* EXCERPT PROVIDED *
The Tudor Society

Mary Bassett (née Roper), translator

Mary's grandfather and mother

What I loved about researching my book On This Day in Tudor History was the fact that I kept stumbling across people and events I knew very little about, and people and events I wanted to know more about. One of the people that piqued my interest was Mary Roper Clarke Bassett (or Basset), the 16th-century scholar and translator whose education was praised by the likes of Roger Ascham and Nicholas Harpsfield, and who presented Queen Mary I with a copy of five books of Eusebius's Ecclesiastical History which she had translated from Greek into English.

Mary was the daughter of William Roper and Margaret Roper (née More), and the granddaughter of Sir Thomas More, the famous scholar, humanist, author and statesman. Mary's birthdate is not known but her parents married in 1521 and her siblings were born between 1523 and 1544. Like her mother, Mary was given a fine classical education and her tutors included John Morwen of Corpus Christi College, Oxford. Her biographer in the Oxford Dictionary of National Biography, Caroline M. K. Bowden, writes of how the 16th-century historian Nicholas Harpsfield "described her as a person of rare learning and an expert in Greek and Latin."

* REQUIREMENT *
Using the text on Mary Bassett, decide whether each statement is true: (a) Mary's parents married in 1521; (b) Mary's birthdate is known; (c) Mary translated Eusebius's Ecclesiastical History from Latin into English. Answer yes or no for each and quote the words from the text that decide it.

* DATASET RECORDS *

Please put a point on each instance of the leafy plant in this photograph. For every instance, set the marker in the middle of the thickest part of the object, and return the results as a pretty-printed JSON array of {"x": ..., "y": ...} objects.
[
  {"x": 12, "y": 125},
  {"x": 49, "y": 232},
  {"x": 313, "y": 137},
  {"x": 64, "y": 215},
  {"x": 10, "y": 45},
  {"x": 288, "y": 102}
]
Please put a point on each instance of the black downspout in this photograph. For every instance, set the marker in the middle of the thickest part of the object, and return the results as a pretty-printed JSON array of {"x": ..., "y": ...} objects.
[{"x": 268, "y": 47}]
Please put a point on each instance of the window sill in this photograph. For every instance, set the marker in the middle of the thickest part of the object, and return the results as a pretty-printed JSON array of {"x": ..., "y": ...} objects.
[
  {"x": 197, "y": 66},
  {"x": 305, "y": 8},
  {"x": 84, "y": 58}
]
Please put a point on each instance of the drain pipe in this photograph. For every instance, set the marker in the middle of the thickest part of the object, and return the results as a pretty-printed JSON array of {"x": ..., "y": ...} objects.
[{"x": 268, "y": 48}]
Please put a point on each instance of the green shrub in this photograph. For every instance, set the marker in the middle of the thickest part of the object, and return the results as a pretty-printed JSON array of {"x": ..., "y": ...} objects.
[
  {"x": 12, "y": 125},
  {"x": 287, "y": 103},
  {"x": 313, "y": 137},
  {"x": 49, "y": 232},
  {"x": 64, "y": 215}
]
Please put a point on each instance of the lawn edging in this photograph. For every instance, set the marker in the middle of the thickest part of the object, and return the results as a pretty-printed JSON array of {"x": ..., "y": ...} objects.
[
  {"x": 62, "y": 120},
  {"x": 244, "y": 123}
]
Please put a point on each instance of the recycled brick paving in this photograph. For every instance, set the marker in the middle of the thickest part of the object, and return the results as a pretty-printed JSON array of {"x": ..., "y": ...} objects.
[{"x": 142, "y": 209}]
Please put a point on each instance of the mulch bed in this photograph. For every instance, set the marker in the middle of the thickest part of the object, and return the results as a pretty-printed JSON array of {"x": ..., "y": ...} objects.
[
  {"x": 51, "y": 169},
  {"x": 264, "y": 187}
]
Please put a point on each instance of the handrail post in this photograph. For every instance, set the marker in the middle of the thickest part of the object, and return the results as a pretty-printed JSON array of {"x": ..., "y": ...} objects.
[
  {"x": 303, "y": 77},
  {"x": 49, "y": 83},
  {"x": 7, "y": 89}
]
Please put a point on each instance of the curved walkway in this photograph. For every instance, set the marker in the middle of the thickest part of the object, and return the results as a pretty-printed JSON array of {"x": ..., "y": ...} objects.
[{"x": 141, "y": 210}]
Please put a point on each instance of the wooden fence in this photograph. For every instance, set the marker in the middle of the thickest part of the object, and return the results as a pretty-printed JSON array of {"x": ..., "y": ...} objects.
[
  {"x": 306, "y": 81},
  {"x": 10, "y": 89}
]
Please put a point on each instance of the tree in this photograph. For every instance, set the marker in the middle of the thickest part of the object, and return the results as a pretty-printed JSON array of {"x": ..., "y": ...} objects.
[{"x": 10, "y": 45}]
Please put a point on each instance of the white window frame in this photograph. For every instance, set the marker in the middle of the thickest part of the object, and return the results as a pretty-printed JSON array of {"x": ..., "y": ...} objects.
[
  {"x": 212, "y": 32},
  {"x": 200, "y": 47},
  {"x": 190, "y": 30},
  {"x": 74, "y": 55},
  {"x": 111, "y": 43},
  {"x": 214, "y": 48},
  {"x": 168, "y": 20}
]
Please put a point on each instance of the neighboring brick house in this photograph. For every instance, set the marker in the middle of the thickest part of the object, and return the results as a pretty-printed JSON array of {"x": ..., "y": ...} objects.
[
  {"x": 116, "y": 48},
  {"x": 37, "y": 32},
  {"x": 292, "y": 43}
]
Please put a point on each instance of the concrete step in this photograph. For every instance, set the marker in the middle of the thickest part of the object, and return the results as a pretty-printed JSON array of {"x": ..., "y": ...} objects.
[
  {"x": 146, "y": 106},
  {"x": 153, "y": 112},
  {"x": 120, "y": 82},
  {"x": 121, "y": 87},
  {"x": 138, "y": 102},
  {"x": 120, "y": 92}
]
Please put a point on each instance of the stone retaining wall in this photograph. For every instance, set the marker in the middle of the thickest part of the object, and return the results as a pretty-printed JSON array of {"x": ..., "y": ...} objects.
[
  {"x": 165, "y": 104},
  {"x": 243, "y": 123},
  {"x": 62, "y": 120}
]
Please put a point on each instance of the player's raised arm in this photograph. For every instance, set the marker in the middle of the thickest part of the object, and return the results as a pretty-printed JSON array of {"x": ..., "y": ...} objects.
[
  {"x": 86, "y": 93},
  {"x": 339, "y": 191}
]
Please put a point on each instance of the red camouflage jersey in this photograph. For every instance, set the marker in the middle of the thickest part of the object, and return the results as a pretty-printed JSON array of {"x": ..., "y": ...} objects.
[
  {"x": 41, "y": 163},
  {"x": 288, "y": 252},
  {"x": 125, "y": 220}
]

* TASK OUTPUT *
(a) Yes: "her parents married in 1521"
(b) No: "Mary's birthdate is not known"
(c) No: "which she had translated from Greek into English"